TASK INSTRUCTIONS
There is one span to output from the data below: the lines starting at the line with "Put a dot on each instance of the passenger" and ending at the line with "Put a dot on each instance of the station platform". Output it exactly, ends included, nothing more.

Top of SUPPLIED MATERIAL

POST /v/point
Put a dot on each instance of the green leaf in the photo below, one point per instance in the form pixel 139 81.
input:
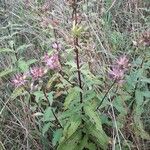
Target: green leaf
pixel 48 115
pixel 73 95
pixel 4 50
pixel 71 143
pixel 71 126
pixel 94 128
pixel 56 136
pixel 23 47
pixel 45 128
pixel 139 98
pixel 139 129
pixel 83 143
pixel 23 65
pixel 91 146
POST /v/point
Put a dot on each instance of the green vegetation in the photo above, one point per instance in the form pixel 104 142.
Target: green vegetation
pixel 74 75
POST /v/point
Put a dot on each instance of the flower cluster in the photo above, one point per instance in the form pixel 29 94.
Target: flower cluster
pixel 50 62
pixel 19 80
pixel 38 72
pixel 119 69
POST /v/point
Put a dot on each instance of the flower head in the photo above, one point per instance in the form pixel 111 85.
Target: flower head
pixel 52 61
pixel 116 73
pixel 37 72
pixel 122 62
pixel 56 45
pixel 19 80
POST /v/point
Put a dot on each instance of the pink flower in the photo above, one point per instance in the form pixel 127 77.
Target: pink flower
pixel 19 80
pixel 37 72
pixel 123 62
pixel 52 61
pixel 56 46
pixel 116 73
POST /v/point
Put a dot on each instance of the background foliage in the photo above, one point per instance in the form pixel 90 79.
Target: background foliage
pixel 77 106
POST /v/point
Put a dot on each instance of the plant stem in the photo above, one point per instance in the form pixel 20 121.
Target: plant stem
pixel 105 95
pixel 76 45
pixel 52 110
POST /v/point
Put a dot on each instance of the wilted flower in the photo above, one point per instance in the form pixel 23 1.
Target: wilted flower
pixel 19 80
pixel 52 61
pixel 37 72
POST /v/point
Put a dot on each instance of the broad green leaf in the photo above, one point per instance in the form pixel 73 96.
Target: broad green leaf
pixel 45 128
pixel 4 50
pixel 71 143
pixel 83 143
pixel 56 136
pixel 23 47
pixel 71 126
pixel 23 65
pixel 72 95
pixel 139 129
pixel 91 146
pixel 95 128
pixel 139 98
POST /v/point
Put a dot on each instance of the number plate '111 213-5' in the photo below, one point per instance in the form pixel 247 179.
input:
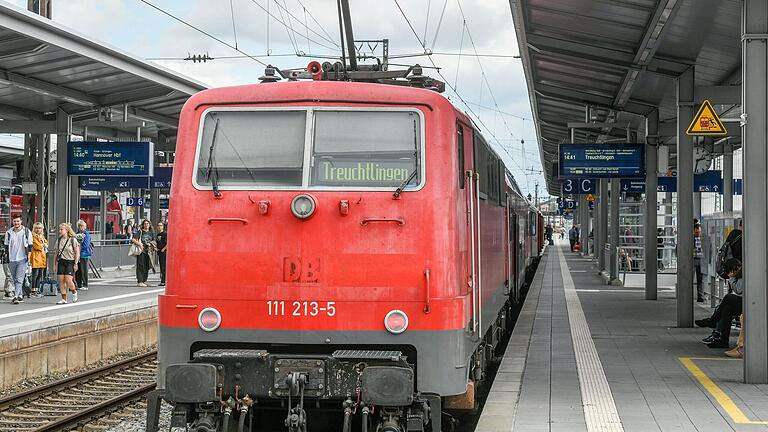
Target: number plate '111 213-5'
pixel 300 308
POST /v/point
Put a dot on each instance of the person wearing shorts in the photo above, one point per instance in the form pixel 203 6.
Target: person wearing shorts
pixel 67 260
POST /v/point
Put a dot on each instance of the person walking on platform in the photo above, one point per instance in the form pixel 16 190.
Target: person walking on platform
pixel 698 256
pixel 67 261
pixel 573 237
pixel 162 245
pixel 18 241
pixel 86 251
pixel 146 240
pixel 39 258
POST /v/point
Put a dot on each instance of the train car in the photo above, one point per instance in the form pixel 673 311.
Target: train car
pixel 339 247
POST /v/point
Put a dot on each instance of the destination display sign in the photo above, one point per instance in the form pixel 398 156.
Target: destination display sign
pixel 601 160
pixel 116 158
pixel 161 180
pixel 345 172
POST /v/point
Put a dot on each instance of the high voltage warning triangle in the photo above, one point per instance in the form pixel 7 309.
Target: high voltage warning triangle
pixel 706 122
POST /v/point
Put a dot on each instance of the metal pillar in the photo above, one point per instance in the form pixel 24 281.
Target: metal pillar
pixel 604 255
pixel 102 214
pixel 684 289
pixel 727 176
pixel 754 133
pixel 697 205
pixel 614 231
pixel 651 180
pixel 63 129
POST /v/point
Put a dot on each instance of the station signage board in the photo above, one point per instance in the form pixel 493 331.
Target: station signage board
pixel 578 186
pixel 161 180
pixel 601 160
pixel 710 181
pixel 116 158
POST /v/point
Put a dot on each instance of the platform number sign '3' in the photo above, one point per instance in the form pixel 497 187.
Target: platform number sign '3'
pixel 578 186
pixel 305 270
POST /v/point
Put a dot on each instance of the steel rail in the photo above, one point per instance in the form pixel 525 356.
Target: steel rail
pixel 70 420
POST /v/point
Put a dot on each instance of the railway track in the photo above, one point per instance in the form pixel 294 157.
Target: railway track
pixel 76 400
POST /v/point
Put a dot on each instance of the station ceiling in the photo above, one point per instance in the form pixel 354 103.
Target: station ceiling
pixel 621 58
pixel 44 66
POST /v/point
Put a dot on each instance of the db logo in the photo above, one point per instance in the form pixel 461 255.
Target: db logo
pixel 301 269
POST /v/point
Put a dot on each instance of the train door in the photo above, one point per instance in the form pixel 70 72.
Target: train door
pixel 513 250
pixel 469 196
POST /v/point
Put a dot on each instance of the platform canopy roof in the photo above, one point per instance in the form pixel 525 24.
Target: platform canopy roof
pixel 45 66
pixel 622 58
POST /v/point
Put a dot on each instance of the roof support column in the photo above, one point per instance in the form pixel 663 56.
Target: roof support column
pixel 61 198
pixel 684 289
pixel 614 232
pixel 603 210
pixel 754 135
pixel 727 176
pixel 651 184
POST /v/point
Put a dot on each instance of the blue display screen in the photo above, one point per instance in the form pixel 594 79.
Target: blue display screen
pixel 161 180
pixel 602 160
pixel 117 158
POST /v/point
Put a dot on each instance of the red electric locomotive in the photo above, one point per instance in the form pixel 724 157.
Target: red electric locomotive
pixel 336 246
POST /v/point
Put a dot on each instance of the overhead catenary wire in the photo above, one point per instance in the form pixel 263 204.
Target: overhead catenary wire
pixel 282 22
pixel 199 30
pixel 461 98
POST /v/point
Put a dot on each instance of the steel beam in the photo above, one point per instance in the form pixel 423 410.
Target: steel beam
pixel 61 197
pixel 604 203
pixel 719 94
pixel 614 232
pixel 28 126
pixel 754 53
pixel 728 177
pixel 685 111
pixel 651 199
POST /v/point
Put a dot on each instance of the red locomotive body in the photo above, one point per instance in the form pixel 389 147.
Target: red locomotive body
pixel 352 243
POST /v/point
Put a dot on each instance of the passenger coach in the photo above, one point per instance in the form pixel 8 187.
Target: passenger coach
pixel 336 247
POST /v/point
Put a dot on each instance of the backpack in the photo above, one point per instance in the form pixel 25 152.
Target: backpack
pixel 723 254
pixel 49 287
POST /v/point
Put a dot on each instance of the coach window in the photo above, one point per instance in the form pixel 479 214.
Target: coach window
pixel 252 148
pixel 366 149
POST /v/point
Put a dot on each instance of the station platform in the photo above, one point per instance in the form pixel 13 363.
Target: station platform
pixel 114 316
pixel 585 356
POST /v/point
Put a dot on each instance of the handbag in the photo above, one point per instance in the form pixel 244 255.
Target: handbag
pixel 135 250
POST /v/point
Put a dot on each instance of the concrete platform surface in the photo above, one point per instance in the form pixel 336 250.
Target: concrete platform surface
pixel 114 293
pixel 585 356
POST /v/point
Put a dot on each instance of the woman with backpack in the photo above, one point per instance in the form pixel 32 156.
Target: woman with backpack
pixel 39 257
pixel 67 260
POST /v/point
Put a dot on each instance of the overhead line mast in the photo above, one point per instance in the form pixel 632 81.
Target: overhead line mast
pixel 347 18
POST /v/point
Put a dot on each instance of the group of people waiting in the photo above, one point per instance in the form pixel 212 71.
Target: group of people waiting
pixel 26 251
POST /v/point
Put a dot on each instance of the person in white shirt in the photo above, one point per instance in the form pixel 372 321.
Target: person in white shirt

Bottom of SUPPLIED MATERIAL

TASK ANSWER
Put a dot on each instance of the passenger coach in the photo above, one point per instance in the form pixel 8 187.
Target: passenger coach
pixel 336 247
POST /v/point
Put a dot on each instance of the backpack in the photo above, one point per instance in the form pixel 25 152.
Target: backpack
pixel 723 254
pixel 49 287
POST /v/point
Put a dot on each instance of the coach window in the photo above, one point per instance in the form pixel 479 214.
Target: coach window
pixel 252 148
pixel 366 149
POST /v/point
Put a dot on each instance of the station platform in the photo above, one point per instance in the form pixel 13 363.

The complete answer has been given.